• AIM OF THE TASK
Tally the lines in the listing below that contain the string "truck", and give only that number.

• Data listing

::::::::::

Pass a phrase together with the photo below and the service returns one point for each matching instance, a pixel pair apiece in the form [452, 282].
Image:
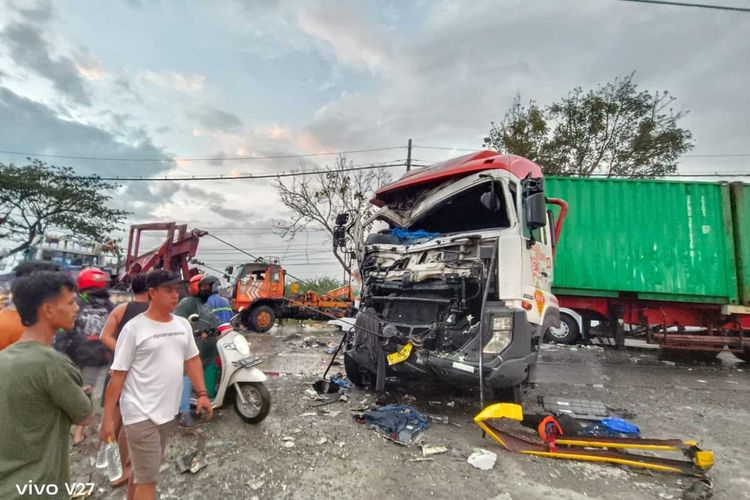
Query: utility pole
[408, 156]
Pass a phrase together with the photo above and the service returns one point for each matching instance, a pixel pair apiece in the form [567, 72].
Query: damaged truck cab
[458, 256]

::::::::::

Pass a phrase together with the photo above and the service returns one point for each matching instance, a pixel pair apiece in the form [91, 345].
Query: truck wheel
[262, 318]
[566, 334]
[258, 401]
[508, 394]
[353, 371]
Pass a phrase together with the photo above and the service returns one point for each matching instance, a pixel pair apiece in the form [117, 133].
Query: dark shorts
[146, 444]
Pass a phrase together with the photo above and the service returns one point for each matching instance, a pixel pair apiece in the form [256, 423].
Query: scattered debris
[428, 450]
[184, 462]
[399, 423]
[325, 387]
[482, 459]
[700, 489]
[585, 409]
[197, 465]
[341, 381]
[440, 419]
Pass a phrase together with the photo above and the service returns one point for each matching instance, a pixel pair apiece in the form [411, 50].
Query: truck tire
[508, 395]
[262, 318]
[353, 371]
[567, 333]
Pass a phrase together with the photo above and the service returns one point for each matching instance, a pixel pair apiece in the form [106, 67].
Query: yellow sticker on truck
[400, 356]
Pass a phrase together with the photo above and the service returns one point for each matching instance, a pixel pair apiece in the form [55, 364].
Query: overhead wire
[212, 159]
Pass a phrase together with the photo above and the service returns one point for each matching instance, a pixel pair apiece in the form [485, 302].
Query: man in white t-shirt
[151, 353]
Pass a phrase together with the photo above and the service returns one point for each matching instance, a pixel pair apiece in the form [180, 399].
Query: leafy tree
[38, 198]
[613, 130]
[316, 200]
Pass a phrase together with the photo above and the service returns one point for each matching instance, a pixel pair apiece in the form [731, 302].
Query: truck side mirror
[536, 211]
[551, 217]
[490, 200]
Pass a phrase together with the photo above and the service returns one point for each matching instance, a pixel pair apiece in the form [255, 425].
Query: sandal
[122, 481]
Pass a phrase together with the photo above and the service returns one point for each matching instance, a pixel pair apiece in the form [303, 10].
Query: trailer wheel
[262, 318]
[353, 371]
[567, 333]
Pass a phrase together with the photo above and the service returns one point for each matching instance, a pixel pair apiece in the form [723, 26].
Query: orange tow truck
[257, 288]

::::::::::

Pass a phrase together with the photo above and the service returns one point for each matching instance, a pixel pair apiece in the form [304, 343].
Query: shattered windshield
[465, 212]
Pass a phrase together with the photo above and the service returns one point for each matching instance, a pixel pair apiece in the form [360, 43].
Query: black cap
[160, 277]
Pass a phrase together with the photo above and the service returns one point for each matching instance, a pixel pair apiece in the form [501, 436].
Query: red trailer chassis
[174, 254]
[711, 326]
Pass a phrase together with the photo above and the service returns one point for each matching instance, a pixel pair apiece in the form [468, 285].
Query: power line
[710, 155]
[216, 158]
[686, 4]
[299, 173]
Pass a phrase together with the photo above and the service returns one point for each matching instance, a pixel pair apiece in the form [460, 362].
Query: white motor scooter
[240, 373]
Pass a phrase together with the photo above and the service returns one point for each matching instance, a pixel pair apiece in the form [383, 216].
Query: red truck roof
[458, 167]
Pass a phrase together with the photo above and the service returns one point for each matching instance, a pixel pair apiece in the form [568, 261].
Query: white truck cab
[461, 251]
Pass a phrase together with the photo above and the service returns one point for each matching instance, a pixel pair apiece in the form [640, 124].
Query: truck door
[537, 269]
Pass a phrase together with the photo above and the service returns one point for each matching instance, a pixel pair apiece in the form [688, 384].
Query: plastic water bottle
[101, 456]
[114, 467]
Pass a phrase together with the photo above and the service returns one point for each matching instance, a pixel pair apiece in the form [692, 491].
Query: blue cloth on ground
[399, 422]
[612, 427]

::::::::::

• OUTPUT FOR THIS TASK
9